Reproduce every line of the listing below verbatim, with nothing altered, added, or left out.

## begin Dataset entries

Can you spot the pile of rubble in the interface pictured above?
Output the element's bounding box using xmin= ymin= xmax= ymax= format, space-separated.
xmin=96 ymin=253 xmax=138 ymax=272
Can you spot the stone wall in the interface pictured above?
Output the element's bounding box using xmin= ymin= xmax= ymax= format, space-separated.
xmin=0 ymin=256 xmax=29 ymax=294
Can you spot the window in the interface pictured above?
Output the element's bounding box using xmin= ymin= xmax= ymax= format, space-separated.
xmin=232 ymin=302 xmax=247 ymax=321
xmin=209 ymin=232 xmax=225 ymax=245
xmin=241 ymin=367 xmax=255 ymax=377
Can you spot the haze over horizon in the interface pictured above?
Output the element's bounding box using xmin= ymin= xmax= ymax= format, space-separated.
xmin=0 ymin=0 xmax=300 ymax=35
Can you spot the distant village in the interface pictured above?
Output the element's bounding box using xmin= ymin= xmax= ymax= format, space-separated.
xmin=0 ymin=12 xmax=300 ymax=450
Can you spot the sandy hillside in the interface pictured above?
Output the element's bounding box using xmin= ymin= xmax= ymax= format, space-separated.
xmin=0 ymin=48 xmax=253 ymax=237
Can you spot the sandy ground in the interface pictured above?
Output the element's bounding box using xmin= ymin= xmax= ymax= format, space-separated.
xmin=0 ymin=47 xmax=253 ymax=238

## end Dataset entries

> _Task result_
Can you spot the pile of rubble in the interface pictured above?
Output the element's bounding box using xmin= ymin= xmax= ymax= format, space-separated.
xmin=96 ymin=253 xmax=138 ymax=272
Can you spot the stone wall in the interface pictured above?
Output the element's bounding box using xmin= ymin= xmax= ymax= format, space-separated.
xmin=0 ymin=256 xmax=29 ymax=294
Can you spot the window in the interface pictured above?
Output the element's bounding box using xmin= ymin= xmax= ymax= format, space-separated.
xmin=232 ymin=302 xmax=247 ymax=321
xmin=209 ymin=232 xmax=225 ymax=245
xmin=241 ymin=367 xmax=255 ymax=377
Can you spot the haze over horizon in the interface pictured above?
Output the element's bounding box using xmin= ymin= xmax= ymax= format, space-separated.
xmin=0 ymin=0 xmax=300 ymax=35
Can you spot the distant village in the interface pictured above?
Output the element's bounding box using xmin= ymin= xmax= ymax= format, space-separated.
xmin=0 ymin=12 xmax=300 ymax=450
Can you spot the sandy hillside in the interface pictured above?
Output the element's bounding box using xmin= ymin= xmax= ymax= format, space-separated.
xmin=0 ymin=48 xmax=253 ymax=237
Can you spot the sandy ground in the interface pictured above?
Output the element's bounding box using xmin= ymin= xmax= ymax= format, space-separated.
xmin=0 ymin=47 xmax=253 ymax=238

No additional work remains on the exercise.